So now we come to Stephen Harper: the undertaker for the big idea.
Whether you’re a die-hard Conservative, or a Harper-hating leftie, there’s little disagreement — Harper has no big plans.
He has overarching goals, and incrementalist plots to improve services (or destroy, if you’re of that persuasion.)
Harper can probably be more credited with dismantling past big ideas than with starting any of his own. His axing of the wheat board and one arm of the firearms registry speak to his loathing of Ottawa-managed schemes to create pan-Canadian projects.
Even Senate reform, that one big Ottawa bubble program aimed at fundamentally altering how we all interact with out democratic institutions: bust.
And he doesn’t really seem to care. In light of the Senate scandal, he’s sure talked it up. But for years in government, Harper made little earnest effort to move forward with reform, and ultimately punted it down the road to the Supreme Court to give himself cover for his inaction.
But his opposition to the big idea is not unfounded. While the big idea might be altruistic in its intentions, it often did become a conduit for the imposition of central Canadian values onto the rest of the country in such a patriarchal and condescending way that it didn’t exactly foster that unity. Sometimes, the big idea really was an ineffective boondoggle that needed axing.
Yet, to replace the big projects, Harper has taken on a downloading of federal responsibility onto the provinces, coupled with an inanely consumerist agenda. Together, it feels as though the federal government is just a kiosk at the mall. A service-provider who is little different than Bell or Rogers.
Surprisingly, the other parties rushed to match him.
Even the biggest-of-the-big-ideas that we’ve seen in the last few election campaigns dissipate in the sunlight. The Green Shift? A carbon tax. The Learning Passport? A complex myriad of grants and scholarships.

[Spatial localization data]
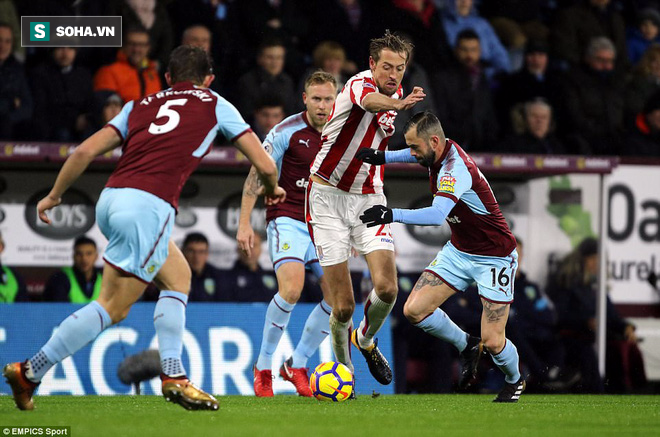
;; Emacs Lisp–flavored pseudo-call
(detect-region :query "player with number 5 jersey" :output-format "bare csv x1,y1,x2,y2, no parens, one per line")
3,46,286,410
359,112,525,402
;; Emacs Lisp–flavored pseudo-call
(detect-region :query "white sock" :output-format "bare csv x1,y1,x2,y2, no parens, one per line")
330,314,354,372
357,289,396,349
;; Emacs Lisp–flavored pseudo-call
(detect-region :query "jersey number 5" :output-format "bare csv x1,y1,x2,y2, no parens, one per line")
149,99,188,135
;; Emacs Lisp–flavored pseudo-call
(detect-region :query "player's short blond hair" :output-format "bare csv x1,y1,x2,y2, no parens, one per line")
369,29,413,63
305,70,337,91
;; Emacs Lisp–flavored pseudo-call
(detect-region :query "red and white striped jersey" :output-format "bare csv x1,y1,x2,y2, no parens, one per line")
311,70,403,194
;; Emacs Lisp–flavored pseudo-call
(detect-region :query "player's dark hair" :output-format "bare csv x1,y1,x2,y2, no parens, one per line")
403,111,445,141
167,46,213,85
369,29,413,63
183,232,209,248
73,235,96,250
456,29,480,46
305,70,337,91
257,36,286,55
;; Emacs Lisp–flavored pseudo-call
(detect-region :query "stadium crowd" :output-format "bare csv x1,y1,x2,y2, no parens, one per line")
0,0,648,393
0,0,660,156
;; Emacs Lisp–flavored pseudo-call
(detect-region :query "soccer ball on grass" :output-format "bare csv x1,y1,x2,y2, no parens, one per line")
309,361,355,402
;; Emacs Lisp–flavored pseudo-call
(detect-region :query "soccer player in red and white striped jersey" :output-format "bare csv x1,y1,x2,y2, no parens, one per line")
306,31,425,384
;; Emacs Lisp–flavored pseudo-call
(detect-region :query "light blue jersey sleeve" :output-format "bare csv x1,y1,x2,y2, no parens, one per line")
263,126,293,175
392,196,456,226
212,91,250,141
108,100,135,141
434,152,472,203
385,149,417,164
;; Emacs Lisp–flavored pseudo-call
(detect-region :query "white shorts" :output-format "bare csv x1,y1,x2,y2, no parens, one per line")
305,181,394,266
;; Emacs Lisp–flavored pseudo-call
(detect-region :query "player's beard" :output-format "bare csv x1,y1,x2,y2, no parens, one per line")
417,149,435,167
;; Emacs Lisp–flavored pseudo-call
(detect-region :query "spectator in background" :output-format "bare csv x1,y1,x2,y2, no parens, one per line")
181,24,226,95
0,23,32,140
626,8,660,64
0,0,25,61
43,235,102,303
298,41,348,94
563,37,624,155
496,41,561,133
383,0,454,74
227,0,310,79
497,97,567,155
392,35,435,150
479,0,550,70
250,94,285,141
236,39,298,117
31,47,94,142
624,44,660,125
301,0,380,73
110,0,174,70
622,91,660,157
94,27,162,102
181,232,228,302
0,232,28,303
432,29,498,152
550,0,629,69
441,0,511,79
221,233,277,302
97,91,124,129
548,237,646,393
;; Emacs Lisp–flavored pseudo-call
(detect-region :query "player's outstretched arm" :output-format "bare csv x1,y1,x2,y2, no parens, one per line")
360,196,456,228
236,166,263,256
362,86,426,112
37,127,122,224
234,132,286,205
355,147,417,165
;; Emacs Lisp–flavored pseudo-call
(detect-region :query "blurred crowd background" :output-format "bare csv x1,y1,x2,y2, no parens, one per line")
0,0,660,393
0,0,660,156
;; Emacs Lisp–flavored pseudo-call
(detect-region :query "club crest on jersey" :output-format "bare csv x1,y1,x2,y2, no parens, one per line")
438,175,456,194
378,111,396,134
264,141,273,155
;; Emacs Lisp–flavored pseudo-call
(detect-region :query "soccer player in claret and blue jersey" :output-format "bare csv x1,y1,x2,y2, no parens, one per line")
3,46,286,410
236,71,337,397
357,112,525,402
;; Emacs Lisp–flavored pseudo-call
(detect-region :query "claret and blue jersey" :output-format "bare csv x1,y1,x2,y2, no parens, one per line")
386,140,516,257
106,82,250,208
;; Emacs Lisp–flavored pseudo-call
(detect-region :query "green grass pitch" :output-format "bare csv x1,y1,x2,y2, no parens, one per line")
0,395,660,437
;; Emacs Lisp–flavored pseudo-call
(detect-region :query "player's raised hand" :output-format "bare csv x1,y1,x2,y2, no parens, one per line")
236,225,254,256
264,185,286,206
37,196,62,224
360,205,394,228
355,147,385,165
397,86,426,111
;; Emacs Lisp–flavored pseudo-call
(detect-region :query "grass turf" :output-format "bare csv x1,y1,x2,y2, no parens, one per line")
0,395,660,437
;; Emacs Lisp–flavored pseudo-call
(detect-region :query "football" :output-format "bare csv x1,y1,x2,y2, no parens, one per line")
309,361,355,402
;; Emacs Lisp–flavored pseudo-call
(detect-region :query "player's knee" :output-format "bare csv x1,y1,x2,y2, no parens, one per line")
374,279,399,303
481,333,506,355
279,285,302,304
332,302,355,323
107,307,131,325
403,301,424,325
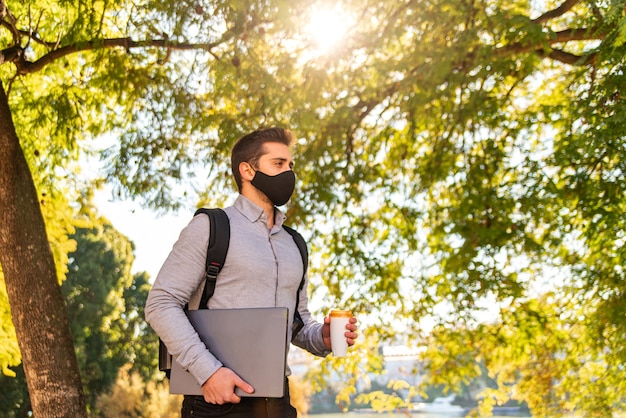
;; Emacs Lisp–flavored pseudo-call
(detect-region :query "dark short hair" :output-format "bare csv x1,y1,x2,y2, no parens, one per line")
230,128,294,192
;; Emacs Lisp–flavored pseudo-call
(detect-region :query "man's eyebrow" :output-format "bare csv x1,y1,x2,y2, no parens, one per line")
272,157,293,167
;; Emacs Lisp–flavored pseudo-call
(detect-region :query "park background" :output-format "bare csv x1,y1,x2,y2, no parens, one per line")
0,0,626,417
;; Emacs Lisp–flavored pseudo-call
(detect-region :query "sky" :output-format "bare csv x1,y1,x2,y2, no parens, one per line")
94,192,193,280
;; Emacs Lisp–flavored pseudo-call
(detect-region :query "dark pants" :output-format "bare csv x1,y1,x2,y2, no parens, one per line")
181,380,297,418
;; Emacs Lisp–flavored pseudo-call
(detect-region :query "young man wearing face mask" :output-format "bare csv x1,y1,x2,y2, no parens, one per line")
145,128,357,418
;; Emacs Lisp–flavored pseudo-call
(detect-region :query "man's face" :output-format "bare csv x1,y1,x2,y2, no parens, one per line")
258,142,293,176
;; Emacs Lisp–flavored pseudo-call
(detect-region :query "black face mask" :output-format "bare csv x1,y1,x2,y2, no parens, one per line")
250,170,296,206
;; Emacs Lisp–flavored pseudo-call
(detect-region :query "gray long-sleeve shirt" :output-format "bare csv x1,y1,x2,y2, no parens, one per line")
145,195,329,384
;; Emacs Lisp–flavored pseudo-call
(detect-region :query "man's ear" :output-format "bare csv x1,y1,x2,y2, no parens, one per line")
239,161,255,181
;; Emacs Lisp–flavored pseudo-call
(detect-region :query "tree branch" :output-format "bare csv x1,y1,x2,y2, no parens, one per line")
0,38,224,75
496,28,606,65
531,0,580,24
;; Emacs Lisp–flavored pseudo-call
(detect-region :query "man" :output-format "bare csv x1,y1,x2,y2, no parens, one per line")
145,128,357,418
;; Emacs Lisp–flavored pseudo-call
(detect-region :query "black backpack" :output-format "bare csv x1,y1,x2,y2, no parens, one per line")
159,208,309,378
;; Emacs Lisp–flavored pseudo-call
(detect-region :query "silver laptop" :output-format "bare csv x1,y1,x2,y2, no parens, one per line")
170,308,289,398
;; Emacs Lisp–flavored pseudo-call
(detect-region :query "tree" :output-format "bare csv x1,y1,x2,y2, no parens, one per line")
0,0,626,416
0,215,158,417
61,219,158,411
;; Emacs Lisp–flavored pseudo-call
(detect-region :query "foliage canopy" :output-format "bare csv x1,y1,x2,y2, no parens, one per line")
0,0,626,415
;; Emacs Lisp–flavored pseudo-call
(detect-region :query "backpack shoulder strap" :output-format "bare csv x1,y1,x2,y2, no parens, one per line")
283,225,309,291
194,208,230,309
283,225,309,341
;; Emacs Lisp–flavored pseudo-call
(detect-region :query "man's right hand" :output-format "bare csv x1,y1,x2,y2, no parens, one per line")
202,367,254,405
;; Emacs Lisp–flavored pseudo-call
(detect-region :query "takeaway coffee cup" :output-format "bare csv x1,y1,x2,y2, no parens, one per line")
330,309,352,357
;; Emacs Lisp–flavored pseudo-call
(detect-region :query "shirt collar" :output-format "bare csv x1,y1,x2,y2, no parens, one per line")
233,194,286,228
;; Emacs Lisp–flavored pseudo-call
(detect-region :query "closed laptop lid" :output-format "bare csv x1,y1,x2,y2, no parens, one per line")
170,308,289,398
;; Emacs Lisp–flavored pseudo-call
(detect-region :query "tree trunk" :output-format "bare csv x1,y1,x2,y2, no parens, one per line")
0,82,87,418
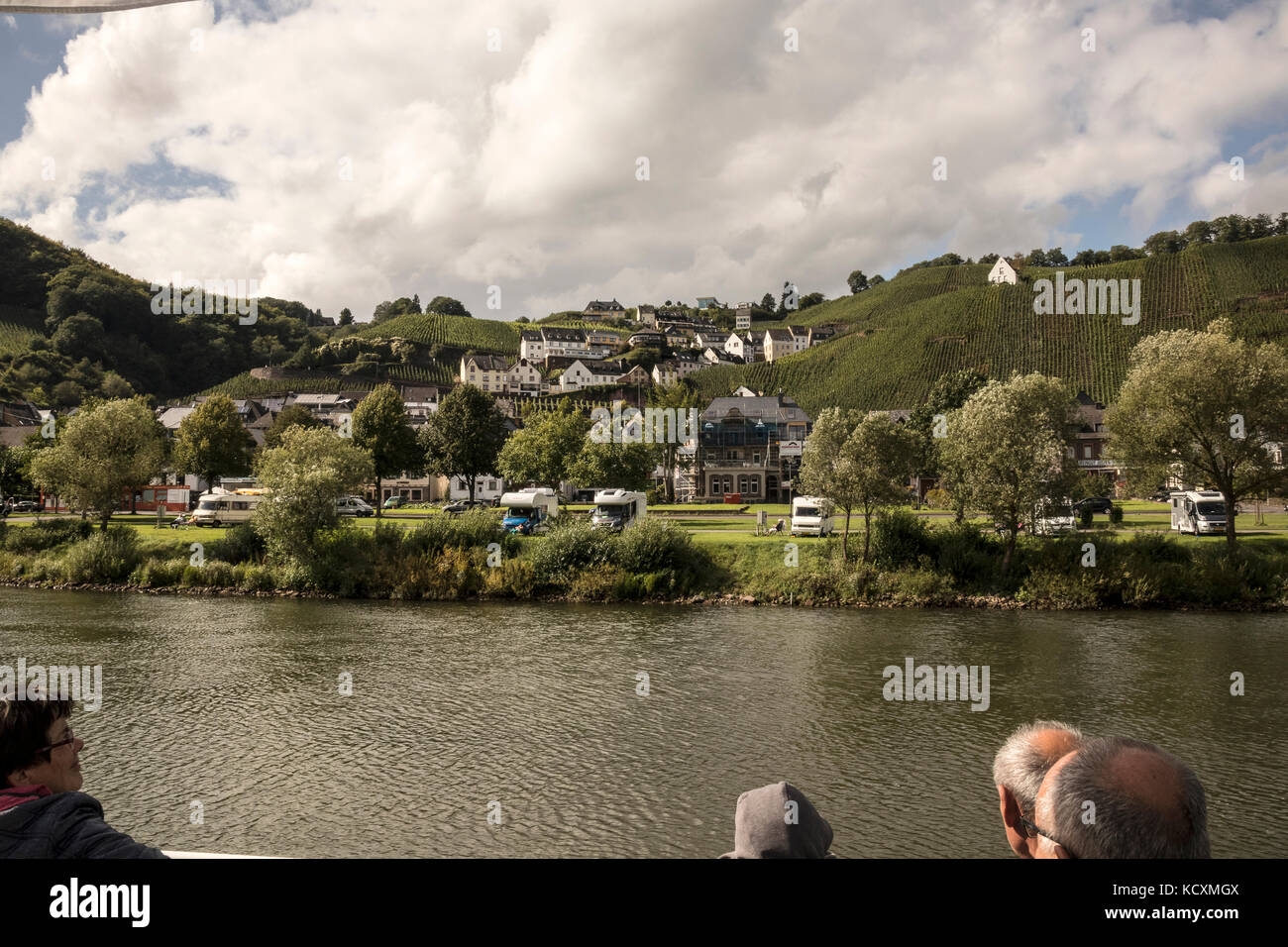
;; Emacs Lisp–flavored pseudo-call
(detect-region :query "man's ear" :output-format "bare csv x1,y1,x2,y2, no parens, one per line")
997,786,1033,858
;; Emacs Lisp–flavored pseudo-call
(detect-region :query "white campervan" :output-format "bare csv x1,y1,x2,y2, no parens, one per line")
793,496,834,536
1171,489,1225,536
1031,497,1078,536
590,489,648,532
192,487,266,526
498,487,559,536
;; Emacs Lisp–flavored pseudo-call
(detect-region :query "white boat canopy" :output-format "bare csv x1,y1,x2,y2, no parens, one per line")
0,0,192,13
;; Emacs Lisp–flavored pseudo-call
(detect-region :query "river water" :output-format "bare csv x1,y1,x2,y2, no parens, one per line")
0,588,1288,857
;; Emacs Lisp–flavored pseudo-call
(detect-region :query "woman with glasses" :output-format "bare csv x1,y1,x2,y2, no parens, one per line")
0,698,164,858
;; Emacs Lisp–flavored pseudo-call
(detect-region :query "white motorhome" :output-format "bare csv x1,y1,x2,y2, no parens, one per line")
590,489,648,532
335,496,376,517
497,487,559,536
1171,489,1227,536
192,487,268,526
1031,497,1078,536
793,496,834,536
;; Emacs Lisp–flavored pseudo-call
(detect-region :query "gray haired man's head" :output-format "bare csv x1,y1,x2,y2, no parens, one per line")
993,720,1082,815
1037,737,1211,858
993,720,1082,858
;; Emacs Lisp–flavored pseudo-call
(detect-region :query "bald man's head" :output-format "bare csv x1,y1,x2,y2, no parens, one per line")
1037,737,1211,858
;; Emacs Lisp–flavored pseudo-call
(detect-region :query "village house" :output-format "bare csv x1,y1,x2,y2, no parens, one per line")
505,359,550,398
702,346,742,366
988,257,1020,286
724,333,765,362
626,330,666,349
581,299,626,322
763,329,800,362
695,388,811,502
458,355,509,394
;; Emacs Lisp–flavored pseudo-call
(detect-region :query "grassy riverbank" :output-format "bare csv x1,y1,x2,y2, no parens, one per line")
0,511,1288,609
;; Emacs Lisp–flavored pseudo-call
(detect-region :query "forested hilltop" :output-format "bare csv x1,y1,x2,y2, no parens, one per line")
692,236,1288,414
0,218,1288,414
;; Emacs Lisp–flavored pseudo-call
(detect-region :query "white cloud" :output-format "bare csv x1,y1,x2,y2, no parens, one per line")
0,0,1288,317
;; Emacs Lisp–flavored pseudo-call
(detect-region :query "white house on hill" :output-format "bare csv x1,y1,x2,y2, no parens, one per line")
988,257,1020,286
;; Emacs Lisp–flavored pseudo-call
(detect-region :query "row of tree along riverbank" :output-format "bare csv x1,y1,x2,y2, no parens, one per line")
0,511,1288,609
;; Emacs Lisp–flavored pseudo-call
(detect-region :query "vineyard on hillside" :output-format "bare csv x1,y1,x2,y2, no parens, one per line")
693,237,1288,414
0,305,44,355
186,372,375,404
355,313,520,355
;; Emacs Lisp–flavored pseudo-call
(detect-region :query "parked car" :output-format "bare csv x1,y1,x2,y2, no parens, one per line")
443,500,494,517
335,496,376,517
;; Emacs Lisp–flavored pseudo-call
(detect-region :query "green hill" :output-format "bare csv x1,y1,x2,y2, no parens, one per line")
0,218,323,408
692,237,1288,412
355,313,520,356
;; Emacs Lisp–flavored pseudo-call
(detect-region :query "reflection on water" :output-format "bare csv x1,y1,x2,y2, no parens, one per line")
0,588,1288,857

-- Problems and tasks --
#1 Answer these questions from the commentary on Harper:
(a) Which two measures does it say Harper axed?
(b) To which body did Harper ultimately punt Senate reform?
(c) What does it say the Learning Passport amounted to?
#2 Quote the commentary on Harper word for word, beginning at "So now we come" and stopping after "create pan-Canadian projects.".
The entries have no connection to the commentary on Harper.

-- Solutions per task --
#1
(a) The wheat board and one arm of the firearms registry.
(b) The Supreme Court.
(c) A complex myriad of grants and scholarships.

#2
So now we come to Stephen Harper: the undertaker for the big idea.
Whether you’re a die-hard Conservative, or a Harper-hating leftie, there’s little disagreement — Harper has no big plans.
He has overarching goals, and incrementalist plots to improve services (or destroy, if you’re of that persuasion.)
Harper can probably be more credited with dismantling past big ideas than with starting any of his own. His axing of the wheat board and one arm of the firearms registry speak to his loathing of Ottawa-managed schemes to create pan-Canadian projects.